Task statement
Please output the material below as a JSON list of strings, with one string per line and any blank lines left out.

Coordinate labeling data
++++++
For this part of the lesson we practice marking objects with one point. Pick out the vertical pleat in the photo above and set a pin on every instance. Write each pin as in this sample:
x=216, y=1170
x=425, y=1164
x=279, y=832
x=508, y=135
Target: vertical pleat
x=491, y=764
++++++
Expected output
[
  "For this part of the lesson we practice marking objects with one point. Pick out the vertical pleat in the photo above and set a pin on every instance. Write each pin as in this sample:",
  "x=216, y=1170",
  "x=425, y=1164",
  "x=279, y=832",
  "x=508, y=135",
  "Target: vertical pleat",
  "x=491, y=764"
]